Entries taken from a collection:
▬▬▬▬▬▬

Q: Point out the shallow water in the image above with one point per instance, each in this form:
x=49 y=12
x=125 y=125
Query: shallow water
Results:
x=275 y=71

▬▬▬▬▬▬

What you have to do >> From the first line to the last, set down every record exactly as written above.

Response >>
Q: Point out the shallow water in the image above with one point per instance, each in this form:
x=49 y=12
x=125 y=125
Query: shallow water
Results:
x=275 y=71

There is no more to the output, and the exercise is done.